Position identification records
□ □ □ □ □ □ □

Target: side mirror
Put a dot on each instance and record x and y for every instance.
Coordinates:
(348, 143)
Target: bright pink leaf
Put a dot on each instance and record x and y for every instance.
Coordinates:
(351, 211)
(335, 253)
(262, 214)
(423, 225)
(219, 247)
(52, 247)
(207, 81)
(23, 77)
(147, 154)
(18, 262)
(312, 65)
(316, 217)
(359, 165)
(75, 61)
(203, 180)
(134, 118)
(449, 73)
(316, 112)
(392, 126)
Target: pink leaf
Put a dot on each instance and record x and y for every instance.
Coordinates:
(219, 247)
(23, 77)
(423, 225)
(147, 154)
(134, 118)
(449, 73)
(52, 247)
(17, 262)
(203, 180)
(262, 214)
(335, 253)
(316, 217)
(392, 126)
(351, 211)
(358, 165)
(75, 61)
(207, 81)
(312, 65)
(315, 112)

□ □ □ □ □ □ □

# Directive
Give the lines above as a Markdown table with the columns Row and Line, numbering each line and leaving out any blank lines.

# Response to the exercise
| Row | Line |
|---|---|
| 1 | Target: side mirror |
| 2 | Put a dot on each instance and record x and y for every instance. |
| 3 | Coordinates: |
| 4 | (348, 143) |
| 5 | Target: bright pink leaf |
| 6 | Put a dot on each instance and record x and y for every instance. |
| 7 | Coordinates: |
| 8 | (351, 211) |
| 9 | (335, 253) |
| 10 | (262, 214) |
| 11 | (423, 225) |
| 12 | (219, 247) |
| 13 | (52, 247) |
| 14 | (207, 81) |
| 15 | (23, 77) |
| 16 | (147, 154) |
| 17 | (18, 262) |
| 18 | (312, 65) |
| 19 | (316, 217) |
| 20 | (359, 165) |
| 21 | (75, 61) |
| 22 | (203, 180) |
| 23 | (134, 118) |
| 24 | (449, 73) |
| 25 | (316, 112) |
| 26 | (392, 126) |
| 27 | Target: pink leaf |
| 28 | Put a dot on each instance and record x and y for every instance. |
| 29 | Coordinates: |
| 30 | (219, 247) |
| 31 | (23, 77) |
| 32 | (423, 225) |
| 33 | (147, 154) |
| 34 | (134, 118) |
| 35 | (449, 73) |
| 36 | (52, 247) |
| 37 | (17, 262) |
| 38 | (203, 180) |
| 39 | (262, 214) |
| 40 | (335, 253) |
| 41 | (316, 217) |
| 42 | (392, 126) |
| 43 | (351, 211) |
| 44 | (358, 165) |
| 45 | (75, 61) |
| 46 | (207, 81) |
| 47 | (312, 65) |
| 48 | (315, 112) |